## START

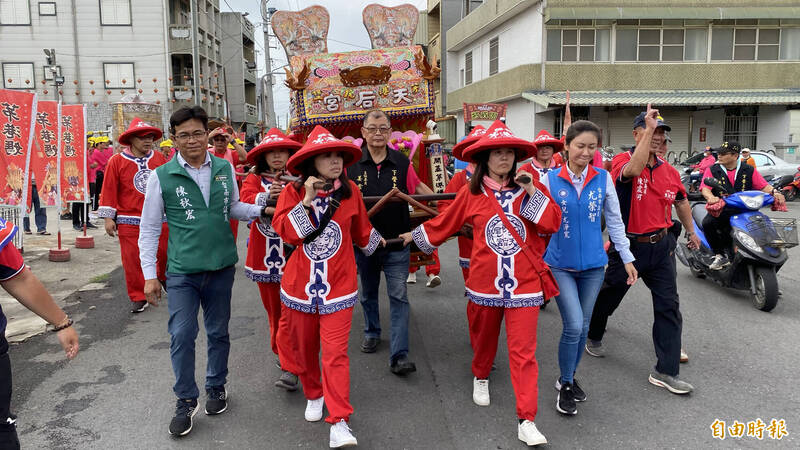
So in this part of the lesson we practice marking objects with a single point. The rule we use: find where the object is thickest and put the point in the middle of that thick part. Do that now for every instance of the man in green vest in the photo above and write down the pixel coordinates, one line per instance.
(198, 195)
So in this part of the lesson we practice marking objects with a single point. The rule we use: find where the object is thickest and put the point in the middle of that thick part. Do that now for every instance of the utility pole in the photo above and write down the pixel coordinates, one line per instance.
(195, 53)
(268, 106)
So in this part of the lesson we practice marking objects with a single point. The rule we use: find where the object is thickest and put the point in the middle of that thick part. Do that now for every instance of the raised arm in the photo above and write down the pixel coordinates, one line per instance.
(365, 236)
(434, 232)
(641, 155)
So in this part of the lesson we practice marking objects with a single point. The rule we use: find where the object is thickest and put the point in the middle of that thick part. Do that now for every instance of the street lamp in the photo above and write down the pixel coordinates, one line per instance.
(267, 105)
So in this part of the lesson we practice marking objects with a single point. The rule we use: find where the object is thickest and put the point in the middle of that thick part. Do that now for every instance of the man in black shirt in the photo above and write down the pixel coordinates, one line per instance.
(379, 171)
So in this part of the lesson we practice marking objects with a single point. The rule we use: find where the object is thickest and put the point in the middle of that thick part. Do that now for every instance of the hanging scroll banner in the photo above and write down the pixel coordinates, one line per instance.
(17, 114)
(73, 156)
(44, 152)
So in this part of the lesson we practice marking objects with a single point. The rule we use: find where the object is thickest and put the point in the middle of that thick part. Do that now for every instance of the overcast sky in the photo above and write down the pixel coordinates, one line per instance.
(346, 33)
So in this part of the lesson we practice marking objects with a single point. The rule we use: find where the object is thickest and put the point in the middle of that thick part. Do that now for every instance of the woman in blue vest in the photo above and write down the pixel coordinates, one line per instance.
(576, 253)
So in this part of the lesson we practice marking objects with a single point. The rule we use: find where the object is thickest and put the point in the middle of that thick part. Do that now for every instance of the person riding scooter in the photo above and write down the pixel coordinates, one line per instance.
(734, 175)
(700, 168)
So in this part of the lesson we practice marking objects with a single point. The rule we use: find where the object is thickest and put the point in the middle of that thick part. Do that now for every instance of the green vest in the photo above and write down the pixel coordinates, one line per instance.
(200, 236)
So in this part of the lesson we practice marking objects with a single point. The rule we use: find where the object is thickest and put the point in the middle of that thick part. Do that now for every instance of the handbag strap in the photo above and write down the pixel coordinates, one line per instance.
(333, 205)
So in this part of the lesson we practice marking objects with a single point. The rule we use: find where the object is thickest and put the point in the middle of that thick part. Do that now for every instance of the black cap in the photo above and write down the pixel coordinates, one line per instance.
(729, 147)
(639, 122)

## END
## START

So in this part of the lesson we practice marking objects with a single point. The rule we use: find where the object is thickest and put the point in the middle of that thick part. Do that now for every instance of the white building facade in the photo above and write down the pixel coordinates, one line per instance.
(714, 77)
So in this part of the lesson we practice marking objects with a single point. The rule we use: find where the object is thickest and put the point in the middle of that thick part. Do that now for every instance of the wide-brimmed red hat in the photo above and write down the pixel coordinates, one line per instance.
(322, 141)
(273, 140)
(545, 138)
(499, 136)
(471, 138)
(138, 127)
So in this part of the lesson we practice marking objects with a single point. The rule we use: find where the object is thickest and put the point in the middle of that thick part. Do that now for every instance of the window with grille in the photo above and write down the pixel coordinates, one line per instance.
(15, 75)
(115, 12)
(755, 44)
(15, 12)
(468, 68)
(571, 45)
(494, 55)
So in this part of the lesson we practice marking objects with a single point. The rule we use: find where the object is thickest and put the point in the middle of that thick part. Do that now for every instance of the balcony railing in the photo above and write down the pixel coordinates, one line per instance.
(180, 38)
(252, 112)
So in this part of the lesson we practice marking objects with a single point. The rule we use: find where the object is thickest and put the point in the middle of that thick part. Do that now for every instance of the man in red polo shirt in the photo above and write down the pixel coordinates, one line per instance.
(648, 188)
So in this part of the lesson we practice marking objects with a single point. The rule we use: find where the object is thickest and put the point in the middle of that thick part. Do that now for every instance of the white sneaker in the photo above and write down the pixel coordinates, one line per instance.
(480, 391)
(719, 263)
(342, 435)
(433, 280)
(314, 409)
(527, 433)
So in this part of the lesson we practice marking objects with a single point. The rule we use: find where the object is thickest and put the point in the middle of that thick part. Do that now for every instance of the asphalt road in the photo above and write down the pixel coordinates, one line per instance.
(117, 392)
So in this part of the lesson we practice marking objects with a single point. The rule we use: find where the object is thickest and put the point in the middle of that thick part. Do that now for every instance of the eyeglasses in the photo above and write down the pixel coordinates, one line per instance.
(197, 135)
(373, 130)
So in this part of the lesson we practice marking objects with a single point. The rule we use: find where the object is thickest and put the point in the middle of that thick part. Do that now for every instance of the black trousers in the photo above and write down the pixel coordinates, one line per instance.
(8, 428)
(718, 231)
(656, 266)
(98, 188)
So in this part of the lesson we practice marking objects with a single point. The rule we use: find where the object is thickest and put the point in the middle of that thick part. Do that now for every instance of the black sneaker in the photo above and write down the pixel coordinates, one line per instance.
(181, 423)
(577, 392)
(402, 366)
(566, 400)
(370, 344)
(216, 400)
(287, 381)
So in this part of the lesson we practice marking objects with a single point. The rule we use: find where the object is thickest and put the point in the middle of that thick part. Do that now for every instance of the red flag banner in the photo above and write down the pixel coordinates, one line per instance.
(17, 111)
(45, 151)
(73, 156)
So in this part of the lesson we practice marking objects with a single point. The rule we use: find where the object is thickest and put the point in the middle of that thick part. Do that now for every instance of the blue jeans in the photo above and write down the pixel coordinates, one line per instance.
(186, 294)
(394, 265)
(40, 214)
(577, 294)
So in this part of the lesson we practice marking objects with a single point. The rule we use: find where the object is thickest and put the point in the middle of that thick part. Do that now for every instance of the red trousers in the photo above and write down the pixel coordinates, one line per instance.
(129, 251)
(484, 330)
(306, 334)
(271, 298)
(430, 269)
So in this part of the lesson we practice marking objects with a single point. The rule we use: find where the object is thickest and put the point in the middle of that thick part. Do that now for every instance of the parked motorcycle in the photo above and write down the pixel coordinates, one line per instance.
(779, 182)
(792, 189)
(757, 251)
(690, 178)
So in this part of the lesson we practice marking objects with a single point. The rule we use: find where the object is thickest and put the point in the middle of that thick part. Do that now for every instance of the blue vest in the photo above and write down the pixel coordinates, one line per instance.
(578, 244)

## END

▸ WRITTEN INSTRUCTION
How many lines in the material above contain the string "sneaker"? Matching is case-sensitive; reply with the number alone.

▸ FINAL RESULT
2